[Photo-based referring expression data]

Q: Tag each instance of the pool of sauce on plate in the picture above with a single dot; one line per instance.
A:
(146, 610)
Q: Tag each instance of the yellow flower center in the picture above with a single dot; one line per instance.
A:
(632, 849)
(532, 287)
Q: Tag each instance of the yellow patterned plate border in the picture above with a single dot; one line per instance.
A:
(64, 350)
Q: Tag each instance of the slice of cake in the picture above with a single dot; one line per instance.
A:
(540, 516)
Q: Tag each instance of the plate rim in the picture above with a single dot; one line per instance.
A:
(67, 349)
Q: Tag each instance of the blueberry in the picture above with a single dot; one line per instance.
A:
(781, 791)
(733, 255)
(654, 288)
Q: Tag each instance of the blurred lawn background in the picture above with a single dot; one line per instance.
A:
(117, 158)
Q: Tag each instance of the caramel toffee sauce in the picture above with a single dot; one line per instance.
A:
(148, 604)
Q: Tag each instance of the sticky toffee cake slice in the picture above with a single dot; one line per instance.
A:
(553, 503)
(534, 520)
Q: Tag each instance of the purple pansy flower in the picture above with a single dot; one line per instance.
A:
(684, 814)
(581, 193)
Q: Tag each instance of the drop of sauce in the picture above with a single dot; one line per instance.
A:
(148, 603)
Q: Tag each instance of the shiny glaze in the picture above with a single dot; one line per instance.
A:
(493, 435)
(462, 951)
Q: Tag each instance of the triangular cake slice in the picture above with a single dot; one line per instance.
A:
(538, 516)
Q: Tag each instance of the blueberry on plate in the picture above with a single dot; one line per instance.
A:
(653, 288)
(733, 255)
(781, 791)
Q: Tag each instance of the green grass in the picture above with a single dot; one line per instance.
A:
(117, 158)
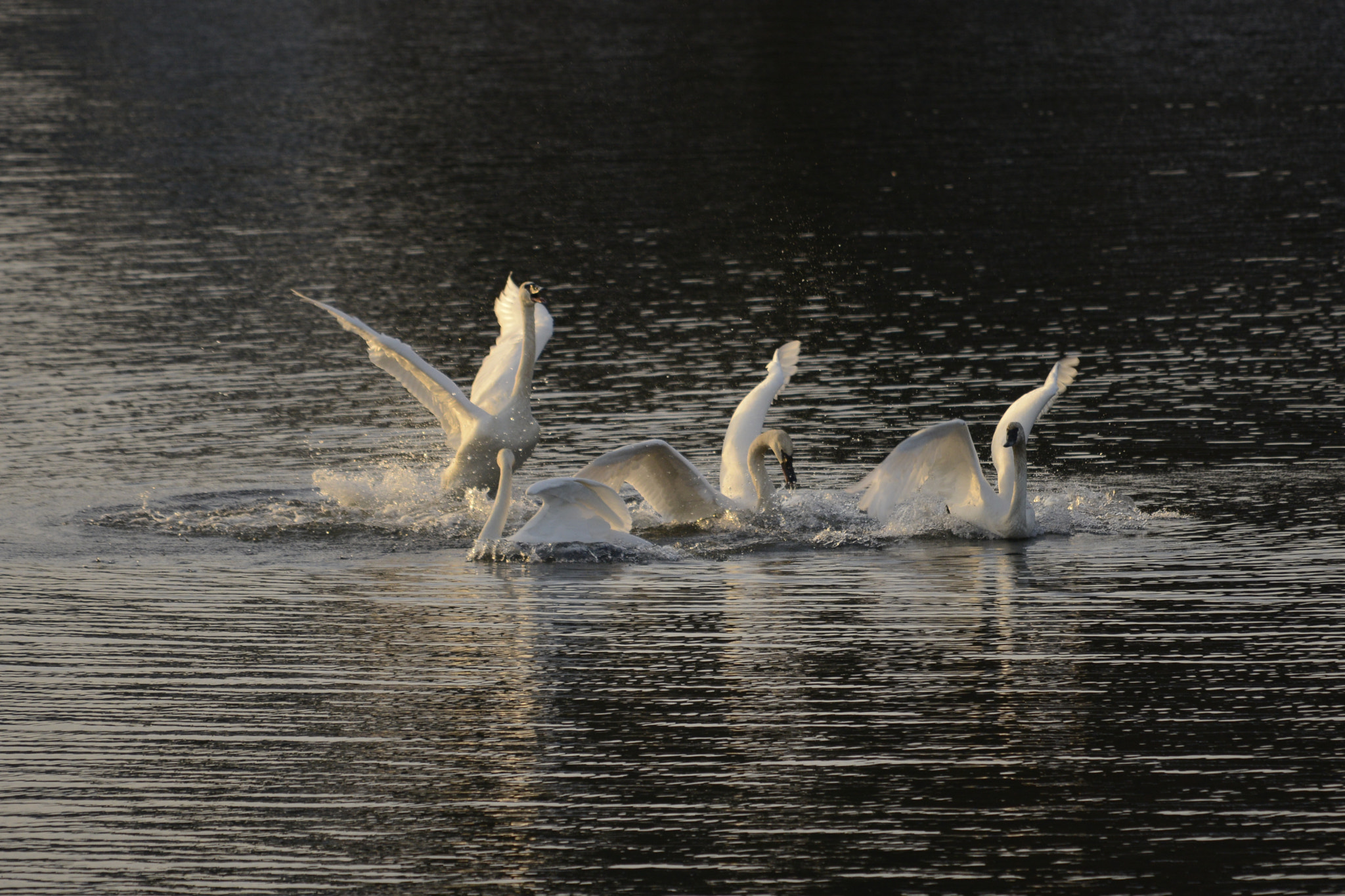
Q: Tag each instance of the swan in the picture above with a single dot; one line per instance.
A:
(942, 461)
(499, 414)
(573, 509)
(678, 490)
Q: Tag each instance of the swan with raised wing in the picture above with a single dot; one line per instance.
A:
(678, 490)
(942, 461)
(499, 414)
(573, 509)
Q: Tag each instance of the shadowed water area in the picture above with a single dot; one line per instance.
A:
(242, 648)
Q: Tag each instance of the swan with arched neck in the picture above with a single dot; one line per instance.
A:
(942, 461)
(499, 414)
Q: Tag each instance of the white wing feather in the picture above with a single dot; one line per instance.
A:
(494, 383)
(939, 459)
(1029, 409)
(671, 484)
(735, 477)
(432, 389)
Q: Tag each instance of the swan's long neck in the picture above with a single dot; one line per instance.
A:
(757, 468)
(523, 379)
(1013, 484)
(494, 527)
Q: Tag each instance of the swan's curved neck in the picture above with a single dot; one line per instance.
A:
(1013, 484)
(757, 468)
(523, 379)
(494, 527)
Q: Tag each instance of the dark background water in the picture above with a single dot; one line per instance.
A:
(233, 684)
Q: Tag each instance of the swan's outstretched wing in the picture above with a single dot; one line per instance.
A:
(671, 484)
(1028, 409)
(494, 381)
(939, 459)
(735, 477)
(431, 389)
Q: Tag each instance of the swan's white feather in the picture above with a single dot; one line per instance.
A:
(439, 394)
(674, 488)
(1029, 409)
(494, 383)
(576, 509)
(748, 419)
(939, 459)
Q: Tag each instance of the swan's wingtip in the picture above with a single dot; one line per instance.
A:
(787, 356)
(1067, 370)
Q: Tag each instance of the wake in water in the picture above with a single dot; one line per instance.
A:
(405, 503)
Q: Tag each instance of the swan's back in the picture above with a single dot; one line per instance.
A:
(576, 509)
(939, 461)
(663, 477)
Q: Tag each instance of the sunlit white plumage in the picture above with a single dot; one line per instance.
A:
(942, 461)
(573, 509)
(678, 490)
(499, 412)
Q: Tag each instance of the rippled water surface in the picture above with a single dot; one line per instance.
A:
(244, 648)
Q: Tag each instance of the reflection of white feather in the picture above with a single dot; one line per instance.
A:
(940, 461)
(499, 413)
(678, 490)
(573, 509)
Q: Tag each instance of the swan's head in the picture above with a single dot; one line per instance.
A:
(782, 446)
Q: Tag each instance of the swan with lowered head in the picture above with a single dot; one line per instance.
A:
(678, 490)
(573, 509)
(942, 461)
(499, 414)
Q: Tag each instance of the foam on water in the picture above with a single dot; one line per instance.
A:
(401, 501)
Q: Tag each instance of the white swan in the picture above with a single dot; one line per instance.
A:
(573, 509)
(678, 490)
(499, 414)
(942, 461)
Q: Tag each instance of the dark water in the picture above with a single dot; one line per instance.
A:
(242, 645)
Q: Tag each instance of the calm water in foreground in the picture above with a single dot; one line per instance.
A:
(242, 648)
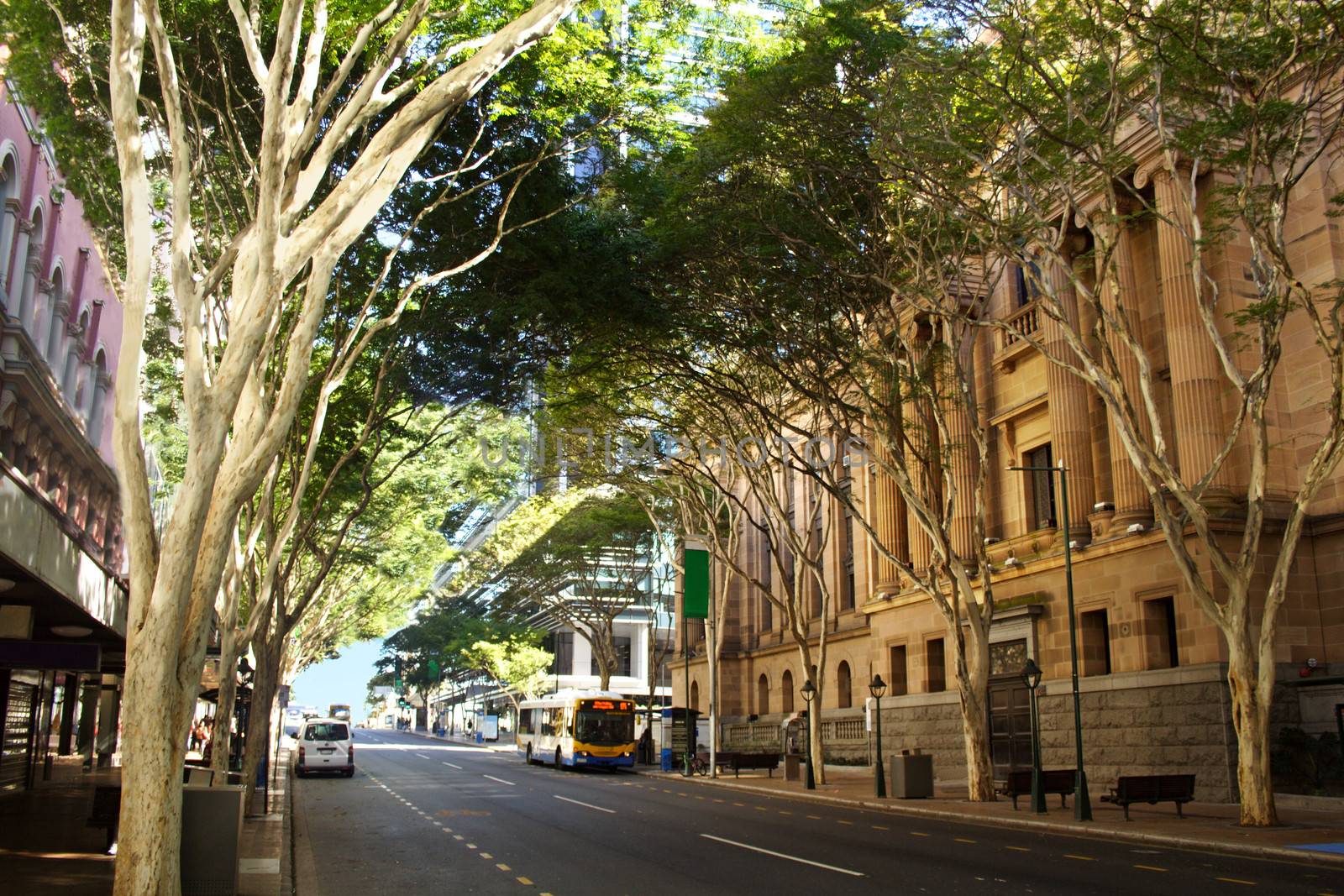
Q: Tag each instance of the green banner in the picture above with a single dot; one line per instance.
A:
(696, 600)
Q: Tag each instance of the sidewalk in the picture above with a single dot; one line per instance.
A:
(1304, 835)
(46, 846)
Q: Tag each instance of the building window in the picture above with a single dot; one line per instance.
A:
(1160, 633)
(1042, 488)
(937, 665)
(900, 679)
(564, 653)
(1095, 637)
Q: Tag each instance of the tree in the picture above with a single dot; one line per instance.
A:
(588, 569)
(517, 665)
(1213, 123)
(257, 187)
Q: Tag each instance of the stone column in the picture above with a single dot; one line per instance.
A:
(8, 231)
(87, 718)
(57, 331)
(109, 715)
(961, 454)
(918, 432)
(1070, 423)
(1196, 387)
(1120, 297)
(67, 715)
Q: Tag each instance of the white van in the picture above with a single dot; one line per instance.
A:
(324, 746)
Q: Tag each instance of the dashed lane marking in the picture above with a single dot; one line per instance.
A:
(795, 859)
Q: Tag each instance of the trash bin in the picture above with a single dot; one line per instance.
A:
(911, 775)
(212, 829)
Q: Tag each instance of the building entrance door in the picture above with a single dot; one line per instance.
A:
(1010, 726)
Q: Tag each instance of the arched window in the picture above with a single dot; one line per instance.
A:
(26, 278)
(8, 219)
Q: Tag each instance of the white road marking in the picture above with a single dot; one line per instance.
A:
(793, 859)
(609, 812)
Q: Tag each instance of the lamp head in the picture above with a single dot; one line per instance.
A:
(1032, 673)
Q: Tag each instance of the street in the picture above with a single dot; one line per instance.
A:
(425, 815)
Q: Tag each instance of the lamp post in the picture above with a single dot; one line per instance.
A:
(808, 694)
(1032, 678)
(1082, 802)
(877, 688)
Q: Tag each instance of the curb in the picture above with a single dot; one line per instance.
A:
(1278, 853)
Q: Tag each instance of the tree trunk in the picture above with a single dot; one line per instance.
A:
(259, 716)
(155, 725)
(1250, 719)
(223, 728)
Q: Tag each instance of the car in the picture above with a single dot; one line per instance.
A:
(326, 746)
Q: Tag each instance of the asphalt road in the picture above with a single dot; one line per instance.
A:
(429, 817)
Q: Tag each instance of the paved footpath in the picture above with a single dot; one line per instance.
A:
(429, 815)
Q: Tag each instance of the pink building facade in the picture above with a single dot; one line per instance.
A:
(62, 598)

→ **Your instructions**
Output nothing but the lines from the one with "Q: Tag each instance of the curb" through the last line above, each exactly as it stands.

→ **Answer to this task**
Q: Tag each instance of the curb in the picture above with a single dot; one line per instance.
A:
(1278, 853)
Q: Tag each instance of the tree trunk in the picture above with a single dot; one line per instance.
A:
(259, 716)
(155, 725)
(1250, 719)
(223, 728)
Q: Tag each instance of the car in the picture above with a single dot; one line per instance.
A:
(326, 746)
Q: Tag each instance of the asphalt road in the picture above with a single dot; one line per instance.
A:
(429, 817)
Q: Tag each instance of the paved footpath in the picture above with a single dot; one line per instance.
A:
(429, 815)
Q: Tag each instance of the pink building facade in the picture above with a single dot; one line per instance.
A:
(62, 598)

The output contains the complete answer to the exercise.